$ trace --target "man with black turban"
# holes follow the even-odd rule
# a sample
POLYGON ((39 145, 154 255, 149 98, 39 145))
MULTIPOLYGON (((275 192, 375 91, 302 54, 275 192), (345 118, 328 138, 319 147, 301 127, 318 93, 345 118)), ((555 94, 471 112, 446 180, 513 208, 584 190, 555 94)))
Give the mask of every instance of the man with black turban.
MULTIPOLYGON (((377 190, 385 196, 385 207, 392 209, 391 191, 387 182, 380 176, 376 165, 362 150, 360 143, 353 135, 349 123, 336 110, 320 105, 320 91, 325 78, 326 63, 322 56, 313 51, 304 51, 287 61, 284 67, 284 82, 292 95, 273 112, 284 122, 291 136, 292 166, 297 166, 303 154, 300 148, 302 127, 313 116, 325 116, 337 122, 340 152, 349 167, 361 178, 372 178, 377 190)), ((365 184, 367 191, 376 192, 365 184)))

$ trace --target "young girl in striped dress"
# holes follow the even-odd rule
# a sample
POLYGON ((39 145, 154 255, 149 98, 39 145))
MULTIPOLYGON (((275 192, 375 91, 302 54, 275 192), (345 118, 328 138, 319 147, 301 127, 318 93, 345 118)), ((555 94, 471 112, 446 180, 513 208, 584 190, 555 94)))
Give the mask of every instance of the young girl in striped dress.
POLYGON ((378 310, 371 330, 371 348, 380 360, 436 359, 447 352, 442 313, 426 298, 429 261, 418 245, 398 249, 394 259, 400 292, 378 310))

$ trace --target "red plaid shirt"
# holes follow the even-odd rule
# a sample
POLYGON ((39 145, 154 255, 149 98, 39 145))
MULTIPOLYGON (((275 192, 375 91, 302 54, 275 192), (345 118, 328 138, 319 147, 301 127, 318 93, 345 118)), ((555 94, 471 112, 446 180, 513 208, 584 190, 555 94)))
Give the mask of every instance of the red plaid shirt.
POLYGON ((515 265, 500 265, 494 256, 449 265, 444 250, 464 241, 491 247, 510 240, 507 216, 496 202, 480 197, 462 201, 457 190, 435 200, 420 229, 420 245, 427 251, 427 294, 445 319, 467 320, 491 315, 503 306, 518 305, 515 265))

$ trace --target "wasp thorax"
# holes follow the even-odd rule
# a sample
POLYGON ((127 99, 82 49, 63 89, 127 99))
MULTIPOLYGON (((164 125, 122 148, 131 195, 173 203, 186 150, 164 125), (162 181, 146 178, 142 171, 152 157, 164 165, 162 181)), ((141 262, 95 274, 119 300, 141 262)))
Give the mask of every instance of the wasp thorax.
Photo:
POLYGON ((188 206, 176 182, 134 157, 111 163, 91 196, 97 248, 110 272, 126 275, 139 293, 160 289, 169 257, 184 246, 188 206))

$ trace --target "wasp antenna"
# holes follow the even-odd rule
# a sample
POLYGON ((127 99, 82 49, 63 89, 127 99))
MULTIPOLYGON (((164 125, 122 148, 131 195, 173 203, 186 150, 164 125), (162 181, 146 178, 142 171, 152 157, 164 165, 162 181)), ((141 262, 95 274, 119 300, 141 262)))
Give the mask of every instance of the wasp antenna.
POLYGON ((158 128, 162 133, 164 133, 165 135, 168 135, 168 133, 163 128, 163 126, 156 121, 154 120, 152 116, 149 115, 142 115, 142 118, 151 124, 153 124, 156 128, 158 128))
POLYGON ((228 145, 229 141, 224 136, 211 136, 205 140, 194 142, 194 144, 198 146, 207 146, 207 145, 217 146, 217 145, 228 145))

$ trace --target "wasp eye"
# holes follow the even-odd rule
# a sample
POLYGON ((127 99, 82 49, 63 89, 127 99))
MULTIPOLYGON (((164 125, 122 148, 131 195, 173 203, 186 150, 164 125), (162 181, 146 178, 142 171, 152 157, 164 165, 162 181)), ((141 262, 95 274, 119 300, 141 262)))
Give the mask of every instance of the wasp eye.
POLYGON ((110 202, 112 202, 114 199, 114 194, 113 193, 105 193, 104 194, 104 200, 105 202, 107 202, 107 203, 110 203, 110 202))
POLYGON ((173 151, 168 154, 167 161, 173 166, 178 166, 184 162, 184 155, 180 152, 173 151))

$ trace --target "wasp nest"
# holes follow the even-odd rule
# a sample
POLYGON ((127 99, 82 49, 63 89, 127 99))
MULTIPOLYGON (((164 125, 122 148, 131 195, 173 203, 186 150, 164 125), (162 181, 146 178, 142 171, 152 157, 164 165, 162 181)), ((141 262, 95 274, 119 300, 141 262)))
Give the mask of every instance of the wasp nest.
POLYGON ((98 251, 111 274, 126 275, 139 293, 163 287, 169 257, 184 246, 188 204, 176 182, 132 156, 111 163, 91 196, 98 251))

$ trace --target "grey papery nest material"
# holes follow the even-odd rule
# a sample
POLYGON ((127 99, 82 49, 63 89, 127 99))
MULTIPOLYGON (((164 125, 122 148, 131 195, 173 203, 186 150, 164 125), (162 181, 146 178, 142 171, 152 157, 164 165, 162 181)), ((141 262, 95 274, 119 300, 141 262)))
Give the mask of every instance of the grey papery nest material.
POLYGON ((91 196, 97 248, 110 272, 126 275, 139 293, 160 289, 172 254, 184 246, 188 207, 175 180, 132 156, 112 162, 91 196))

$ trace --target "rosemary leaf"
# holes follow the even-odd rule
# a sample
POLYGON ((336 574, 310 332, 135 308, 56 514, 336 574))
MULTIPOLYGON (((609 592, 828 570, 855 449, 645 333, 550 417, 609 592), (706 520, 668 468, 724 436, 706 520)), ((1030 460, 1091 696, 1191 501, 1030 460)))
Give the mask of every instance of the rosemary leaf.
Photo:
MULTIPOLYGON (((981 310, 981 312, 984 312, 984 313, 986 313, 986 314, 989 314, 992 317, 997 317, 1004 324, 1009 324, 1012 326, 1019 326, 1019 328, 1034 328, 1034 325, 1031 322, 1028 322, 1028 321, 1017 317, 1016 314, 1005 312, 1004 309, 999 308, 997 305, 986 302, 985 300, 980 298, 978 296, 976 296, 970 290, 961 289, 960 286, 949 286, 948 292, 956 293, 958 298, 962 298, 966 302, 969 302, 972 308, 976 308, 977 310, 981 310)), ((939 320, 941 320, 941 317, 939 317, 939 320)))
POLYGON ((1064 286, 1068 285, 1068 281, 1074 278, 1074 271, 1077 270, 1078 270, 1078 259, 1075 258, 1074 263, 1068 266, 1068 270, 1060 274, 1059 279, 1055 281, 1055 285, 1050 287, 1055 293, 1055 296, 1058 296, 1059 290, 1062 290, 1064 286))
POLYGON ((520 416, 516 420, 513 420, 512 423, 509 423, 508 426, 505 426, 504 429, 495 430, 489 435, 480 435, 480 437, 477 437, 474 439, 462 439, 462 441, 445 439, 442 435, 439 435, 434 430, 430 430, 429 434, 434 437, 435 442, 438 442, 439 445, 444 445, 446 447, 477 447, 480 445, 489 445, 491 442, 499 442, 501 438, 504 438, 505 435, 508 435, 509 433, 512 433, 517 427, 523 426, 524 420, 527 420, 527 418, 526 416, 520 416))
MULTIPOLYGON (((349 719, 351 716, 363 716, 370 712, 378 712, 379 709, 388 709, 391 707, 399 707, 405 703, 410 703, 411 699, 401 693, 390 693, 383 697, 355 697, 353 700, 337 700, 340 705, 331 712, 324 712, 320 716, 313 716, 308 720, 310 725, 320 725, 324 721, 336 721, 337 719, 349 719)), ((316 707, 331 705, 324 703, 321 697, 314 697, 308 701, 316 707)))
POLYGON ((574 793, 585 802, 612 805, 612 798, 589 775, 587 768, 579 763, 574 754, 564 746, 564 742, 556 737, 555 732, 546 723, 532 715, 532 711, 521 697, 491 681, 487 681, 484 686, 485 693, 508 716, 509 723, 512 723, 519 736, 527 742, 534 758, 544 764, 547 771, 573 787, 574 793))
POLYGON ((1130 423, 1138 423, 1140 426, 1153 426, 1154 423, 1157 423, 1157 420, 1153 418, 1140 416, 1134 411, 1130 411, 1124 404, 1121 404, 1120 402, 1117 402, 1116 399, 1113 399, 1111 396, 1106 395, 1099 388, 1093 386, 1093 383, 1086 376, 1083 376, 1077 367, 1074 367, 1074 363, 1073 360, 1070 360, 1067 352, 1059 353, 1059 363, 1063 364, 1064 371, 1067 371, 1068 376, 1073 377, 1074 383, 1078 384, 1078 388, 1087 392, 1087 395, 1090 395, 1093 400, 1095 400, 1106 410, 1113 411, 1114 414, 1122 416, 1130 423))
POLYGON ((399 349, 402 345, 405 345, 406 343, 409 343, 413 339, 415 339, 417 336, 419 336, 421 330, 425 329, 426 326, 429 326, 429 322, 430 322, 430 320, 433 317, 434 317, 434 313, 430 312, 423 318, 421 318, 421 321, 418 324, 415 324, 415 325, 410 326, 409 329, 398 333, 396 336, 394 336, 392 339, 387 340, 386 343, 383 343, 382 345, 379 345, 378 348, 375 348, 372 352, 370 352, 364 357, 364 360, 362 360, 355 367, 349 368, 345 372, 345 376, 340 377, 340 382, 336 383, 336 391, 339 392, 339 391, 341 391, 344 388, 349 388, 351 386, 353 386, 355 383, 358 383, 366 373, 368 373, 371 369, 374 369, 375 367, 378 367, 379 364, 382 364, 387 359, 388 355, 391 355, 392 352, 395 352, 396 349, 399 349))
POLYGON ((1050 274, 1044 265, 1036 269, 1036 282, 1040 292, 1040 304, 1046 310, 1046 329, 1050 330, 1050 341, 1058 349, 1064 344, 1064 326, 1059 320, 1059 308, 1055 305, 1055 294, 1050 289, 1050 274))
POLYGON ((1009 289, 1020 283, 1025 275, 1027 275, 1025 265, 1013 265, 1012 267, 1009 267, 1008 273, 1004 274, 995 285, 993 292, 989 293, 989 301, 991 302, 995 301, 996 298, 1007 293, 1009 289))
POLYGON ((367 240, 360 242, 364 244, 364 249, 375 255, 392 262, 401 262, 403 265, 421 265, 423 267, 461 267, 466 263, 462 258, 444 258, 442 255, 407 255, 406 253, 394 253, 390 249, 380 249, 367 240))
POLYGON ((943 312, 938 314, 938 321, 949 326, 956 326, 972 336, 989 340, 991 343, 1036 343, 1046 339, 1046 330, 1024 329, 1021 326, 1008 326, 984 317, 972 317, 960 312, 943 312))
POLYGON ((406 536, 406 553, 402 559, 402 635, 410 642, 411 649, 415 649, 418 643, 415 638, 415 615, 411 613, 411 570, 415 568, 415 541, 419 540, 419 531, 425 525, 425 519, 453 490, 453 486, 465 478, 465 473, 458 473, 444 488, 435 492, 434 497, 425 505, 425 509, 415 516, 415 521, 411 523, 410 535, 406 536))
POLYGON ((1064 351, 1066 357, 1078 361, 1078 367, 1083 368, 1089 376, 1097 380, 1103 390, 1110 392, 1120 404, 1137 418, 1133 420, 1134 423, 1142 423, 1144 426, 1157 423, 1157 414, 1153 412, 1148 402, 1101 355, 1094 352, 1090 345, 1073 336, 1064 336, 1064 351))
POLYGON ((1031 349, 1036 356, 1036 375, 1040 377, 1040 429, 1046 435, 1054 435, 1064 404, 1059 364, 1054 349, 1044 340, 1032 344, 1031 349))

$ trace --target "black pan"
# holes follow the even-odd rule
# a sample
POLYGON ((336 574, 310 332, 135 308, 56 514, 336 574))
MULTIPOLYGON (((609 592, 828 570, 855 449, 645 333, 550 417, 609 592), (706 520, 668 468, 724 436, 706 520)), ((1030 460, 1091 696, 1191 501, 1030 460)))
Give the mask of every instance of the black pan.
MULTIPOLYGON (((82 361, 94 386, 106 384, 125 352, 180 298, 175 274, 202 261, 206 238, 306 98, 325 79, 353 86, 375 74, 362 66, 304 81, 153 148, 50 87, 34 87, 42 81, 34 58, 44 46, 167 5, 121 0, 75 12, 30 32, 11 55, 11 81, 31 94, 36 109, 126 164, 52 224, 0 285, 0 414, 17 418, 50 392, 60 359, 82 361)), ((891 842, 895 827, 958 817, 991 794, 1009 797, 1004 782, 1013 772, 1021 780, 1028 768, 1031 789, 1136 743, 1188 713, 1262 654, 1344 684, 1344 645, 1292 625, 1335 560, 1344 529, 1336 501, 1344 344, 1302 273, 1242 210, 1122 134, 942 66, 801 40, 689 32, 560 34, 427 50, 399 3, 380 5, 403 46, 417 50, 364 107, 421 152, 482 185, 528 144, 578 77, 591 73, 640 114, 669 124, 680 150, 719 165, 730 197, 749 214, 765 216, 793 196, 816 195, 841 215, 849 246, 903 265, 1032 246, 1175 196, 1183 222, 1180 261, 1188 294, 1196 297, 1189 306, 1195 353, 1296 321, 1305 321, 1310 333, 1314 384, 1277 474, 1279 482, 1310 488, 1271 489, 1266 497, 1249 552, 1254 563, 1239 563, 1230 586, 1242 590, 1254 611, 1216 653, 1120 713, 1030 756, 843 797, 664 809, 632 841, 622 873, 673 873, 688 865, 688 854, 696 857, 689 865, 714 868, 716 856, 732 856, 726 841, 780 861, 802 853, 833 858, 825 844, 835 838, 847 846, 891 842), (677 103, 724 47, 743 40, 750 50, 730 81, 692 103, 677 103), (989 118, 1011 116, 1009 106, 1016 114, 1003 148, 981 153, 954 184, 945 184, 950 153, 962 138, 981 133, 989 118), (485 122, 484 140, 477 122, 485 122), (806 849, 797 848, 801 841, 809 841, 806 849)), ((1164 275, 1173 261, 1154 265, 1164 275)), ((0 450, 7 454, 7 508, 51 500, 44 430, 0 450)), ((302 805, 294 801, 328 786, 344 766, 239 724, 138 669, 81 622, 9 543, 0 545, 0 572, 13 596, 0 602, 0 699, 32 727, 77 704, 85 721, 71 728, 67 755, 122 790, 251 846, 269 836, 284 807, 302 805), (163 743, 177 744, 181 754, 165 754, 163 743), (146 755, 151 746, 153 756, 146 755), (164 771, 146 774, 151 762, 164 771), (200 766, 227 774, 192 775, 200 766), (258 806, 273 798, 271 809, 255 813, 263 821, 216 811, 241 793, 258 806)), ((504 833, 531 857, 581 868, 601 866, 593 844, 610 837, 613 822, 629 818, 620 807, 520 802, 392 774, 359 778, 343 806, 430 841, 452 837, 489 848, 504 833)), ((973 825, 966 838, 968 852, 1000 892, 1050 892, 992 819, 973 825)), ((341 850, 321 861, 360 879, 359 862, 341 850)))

## GIVEN REQUEST
In how many lines of the data above does the string "shirt" appear? Give only the number.

## RESULT OF THE TASK
2